WHAT YOU HAVE TO DO: Write out exactly the line containing "Microscopy analysis: the researcher is looking for glass" and all lines that come after it in the listing below, through the very last one.

INPUT DATA:

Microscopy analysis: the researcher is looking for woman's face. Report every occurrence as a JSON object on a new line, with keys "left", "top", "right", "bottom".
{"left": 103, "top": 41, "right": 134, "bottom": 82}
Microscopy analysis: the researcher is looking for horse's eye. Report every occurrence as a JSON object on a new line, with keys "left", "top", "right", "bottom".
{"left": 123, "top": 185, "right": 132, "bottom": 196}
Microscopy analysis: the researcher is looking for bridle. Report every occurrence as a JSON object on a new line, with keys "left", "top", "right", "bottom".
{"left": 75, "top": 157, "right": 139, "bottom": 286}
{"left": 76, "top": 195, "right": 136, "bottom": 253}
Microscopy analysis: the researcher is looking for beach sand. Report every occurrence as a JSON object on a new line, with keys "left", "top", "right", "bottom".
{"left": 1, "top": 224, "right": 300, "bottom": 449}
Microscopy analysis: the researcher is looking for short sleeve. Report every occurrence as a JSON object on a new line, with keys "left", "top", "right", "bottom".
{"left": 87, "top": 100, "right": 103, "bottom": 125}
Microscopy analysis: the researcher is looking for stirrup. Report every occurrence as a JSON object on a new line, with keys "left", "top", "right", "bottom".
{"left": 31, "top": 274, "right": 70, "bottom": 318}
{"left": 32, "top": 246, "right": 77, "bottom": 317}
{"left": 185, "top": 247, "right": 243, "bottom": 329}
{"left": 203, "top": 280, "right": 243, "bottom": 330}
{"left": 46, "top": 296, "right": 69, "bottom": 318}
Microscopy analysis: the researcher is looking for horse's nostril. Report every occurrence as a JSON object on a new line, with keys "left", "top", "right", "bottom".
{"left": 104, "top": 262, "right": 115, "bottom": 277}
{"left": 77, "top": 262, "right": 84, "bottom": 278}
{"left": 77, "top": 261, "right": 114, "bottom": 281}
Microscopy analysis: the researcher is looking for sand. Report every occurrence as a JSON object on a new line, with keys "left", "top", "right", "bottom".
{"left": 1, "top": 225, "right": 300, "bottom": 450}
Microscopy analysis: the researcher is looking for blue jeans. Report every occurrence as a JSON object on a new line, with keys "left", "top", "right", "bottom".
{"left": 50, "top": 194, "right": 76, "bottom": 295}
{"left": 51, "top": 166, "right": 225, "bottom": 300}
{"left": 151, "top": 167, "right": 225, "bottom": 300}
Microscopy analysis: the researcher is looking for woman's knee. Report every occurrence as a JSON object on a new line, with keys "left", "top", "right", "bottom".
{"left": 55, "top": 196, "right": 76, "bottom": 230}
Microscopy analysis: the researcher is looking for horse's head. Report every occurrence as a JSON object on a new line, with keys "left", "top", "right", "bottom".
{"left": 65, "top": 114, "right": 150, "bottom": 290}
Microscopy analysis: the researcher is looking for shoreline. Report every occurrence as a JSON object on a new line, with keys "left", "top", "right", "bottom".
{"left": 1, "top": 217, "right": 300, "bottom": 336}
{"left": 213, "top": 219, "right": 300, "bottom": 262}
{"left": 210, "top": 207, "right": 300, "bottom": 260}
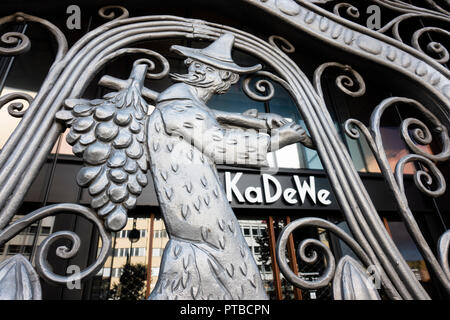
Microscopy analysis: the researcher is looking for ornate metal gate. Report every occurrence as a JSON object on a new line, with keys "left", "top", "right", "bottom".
{"left": 0, "top": 0, "right": 448, "bottom": 300}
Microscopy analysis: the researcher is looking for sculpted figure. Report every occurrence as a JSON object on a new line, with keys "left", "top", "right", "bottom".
{"left": 57, "top": 33, "right": 313, "bottom": 300}
{"left": 146, "top": 34, "right": 312, "bottom": 299}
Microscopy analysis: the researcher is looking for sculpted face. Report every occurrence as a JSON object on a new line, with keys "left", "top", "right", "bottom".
{"left": 169, "top": 58, "right": 239, "bottom": 100}
{"left": 187, "top": 60, "right": 224, "bottom": 88}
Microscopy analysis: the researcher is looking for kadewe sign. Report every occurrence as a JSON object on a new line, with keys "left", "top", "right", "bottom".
{"left": 218, "top": 169, "right": 338, "bottom": 210}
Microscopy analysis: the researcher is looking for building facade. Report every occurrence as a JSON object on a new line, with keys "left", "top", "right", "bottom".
{"left": 0, "top": 0, "right": 448, "bottom": 300}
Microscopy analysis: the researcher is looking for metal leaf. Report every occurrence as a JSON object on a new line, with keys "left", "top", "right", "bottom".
{"left": 0, "top": 254, "right": 41, "bottom": 300}
{"left": 438, "top": 230, "right": 450, "bottom": 279}
{"left": 333, "top": 256, "right": 381, "bottom": 300}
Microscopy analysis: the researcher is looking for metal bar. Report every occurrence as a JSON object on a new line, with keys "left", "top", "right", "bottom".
{"left": 383, "top": 217, "right": 393, "bottom": 237}
{"left": 285, "top": 216, "right": 302, "bottom": 300}
{"left": 107, "top": 232, "right": 117, "bottom": 296}
{"left": 267, "top": 216, "right": 282, "bottom": 300}
{"left": 29, "top": 135, "right": 62, "bottom": 264}
{"left": 145, "top": 213, "right": 155, "bottom": 298}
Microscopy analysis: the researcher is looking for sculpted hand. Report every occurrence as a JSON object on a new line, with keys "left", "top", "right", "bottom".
{"left": 243, "top": 108, "right": 259, "bottom": 117}
{"left": 269, "top": 122, "right": 314, "bottom": 151}
{"left": 262, "top": 113, "right": 288, "bottom": 129}
{"left": 242, "top": 110, "right": 287, "bottom": 129}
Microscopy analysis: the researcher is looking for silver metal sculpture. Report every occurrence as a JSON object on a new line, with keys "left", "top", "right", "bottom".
{"left": 55, "top": 33, "right": 312, "bottom": 299}
{"left": 56, "top": 63, "right": 151, "bottom": 231}
{"left": 0, "top": 0, "right": 448, "bottom": 300}
{"left": 0, "top": 254, "right": 41, "bottom": 300}
{"left": 333, "top": 256, "right": 381, "bottom": 300}
{"left": 147, "top": 34, "right": 312, "bottom": 299}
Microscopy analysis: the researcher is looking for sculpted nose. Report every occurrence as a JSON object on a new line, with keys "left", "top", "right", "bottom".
{"left": 195, "top": 68, "right": 205, "bottom": 75}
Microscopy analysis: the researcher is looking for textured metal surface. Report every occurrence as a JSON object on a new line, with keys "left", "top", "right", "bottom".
{"left": 244, "top": 0, "right": 450, "bottom": 109}
{"left": 56, "top": 63, "right": 151, "bottom": 231}
{"left": 147, "top": 34, "right": 310, "bottom": 300}
{"left": 345, "top": 96, "right": 450, "bottom": 295}
{"left": 0, "top": 1, "right": 448, "bottom": 300}
{"left": 0, "top": 203, "right": 112, "bottom": 286}
{"left": 276, "top": 217, "right": 372, "bottom": 290}
{"left": 333, "top": 256, "right": 381, "bottom": 300}
{"left": 438, "top": 230, "right": 450, "bottom": 280}
{"left": 0, "top": 254, "right": 41, "bottom": 300}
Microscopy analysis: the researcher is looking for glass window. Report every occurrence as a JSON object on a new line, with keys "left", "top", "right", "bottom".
{"left": 102, "top": 268, "right": 111, "bottom": 278}
{"left": 387, "top": 220, "right": 430, "bottom": 284}
{"left": 41, "top": 226, "right": 51, "bottom": 235}
{"left": 151, "top": 267, "right": 160, "bottom": 276}
{"left": 7, "top": 245, "right": 21, "bottom": 254}
{"left": 243, "top": 227, "right": 250, "bottom": 236}
{"left": 28, "top": 225, "right": 38, "bottom": 234}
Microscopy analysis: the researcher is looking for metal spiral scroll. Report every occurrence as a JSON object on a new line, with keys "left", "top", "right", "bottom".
{"left": 242, "top": 70, "right": 293, "bottom": 102}
{"left": 0, "top": 12, "right": 67, "bottom": 61}
{"left": 98, "top": 5, "right": 130, "bottom": 21}
{"left": 333, "top": 3, "right": 360, "bottom": 20}
{"left": 412, "top": 27, "right": 449, "bottom": 65}
{"left": 0, "top": 92, "right": 33, "bottom": 118}
{"left": 344, "top": 97, "right": 450, "bottom": 292}
{"left": 276, "top": 217, "right": 372, "bottom": 290}
{"left": 82, "top": 47, "right": 170, "bottom": 99}
{"left": 377, "top": 13, "right": 449, "bottom": 65}
{"left": 395, "top": 154, "right": 446, "bottom": 199}
{"left": 268, "top": 35, "right": 295, "bottom": 54}
{"left": 0, "top": 31, "right": 30, "bottom": 56}
{"left": 313, "top": 62, "right": 366, "bottom": 100}
{"left": 311, "top": 0, "right": 449, "bottom": 66}
{"left": 0, "top": 203, "right": 112, "bottom": 285}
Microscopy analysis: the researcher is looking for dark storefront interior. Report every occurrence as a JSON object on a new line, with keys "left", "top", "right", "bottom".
{"left": 0, "top": 0, "right": 449, "bottom": 300}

REPLY:
Microscopy analysis: the researcher is looking for glass window. Report every occurrence as a JSON object on a new line, with keys "left", "top", "right", "bottom".
{"left": 102, "top": 268, "right": 111, "bottom": 278}
{"left": 387, "top": 220, "right": 430, "bottom": 284}
{"left": 41, "top": 226, "right": 51, "bottom": 235}
{"left": 151, "top": 267, "right": 160, "bottom": 276}
{"left": 7, "top": 245, "right": 21, "bottom": 254}
{"left": 243, "top": 227, "right": 250, "bottom": 236}
{"left": 28, "top": 225, "right": 38, "bottom": 234}
Microscopy analysis: the researcher is looking for metal spiral scroll. Report every occurrence as a JSON object on a new line, with keys "left", "top", "right", "bottom".
{"left": 242, "top": 70, "right": 293, "bottom": 102}
{"left": 0, "top": 12, "right": 67, "bottom": 61}
{"left": 98, "top": 5, "right": 130, "bottom": 21}
{"left": 333, "top": 3, "right": 360, "bottom": 20}
{"left": 412, "top": 27, "right": 449, "bottom": 65}
{"left": 0, "top": 92, "right": 33, "bottom": 118}
{"left": 344, "top": 97, "right": 450, "bottom": 292}
{"left": 276, "top": 217, "right": 372, "bottom": 290}
{"left": 82, "top": 47, "right": 170, "bottom": 99}
{"left": 377, "top": 13, "right": 449, "bottom": 65}
{"left": 395, "top": 154, "right": 446, "bottom": 199}
{"left": 268, "top": 35, "right": 295, "bottom": 54}
{"left": 0, "top": 31, "right": 30, "bottom": 56}
{"left": 313, "top": 62, "right": 366, "bottom": 100}
{"left": 311, "top": 0, "right": 449, "bottom": 66}
{"left": 0, "top": 203, "right": 112, "bottom": 285}
Microscopy analysis: the researcher is looking for dark storefront interior. Report every occurrence as a JSON object on a new line, with keys "left", "top", "right", "bottom".
{"left": 0, "top": 0, "right": 449, "bottom": 300}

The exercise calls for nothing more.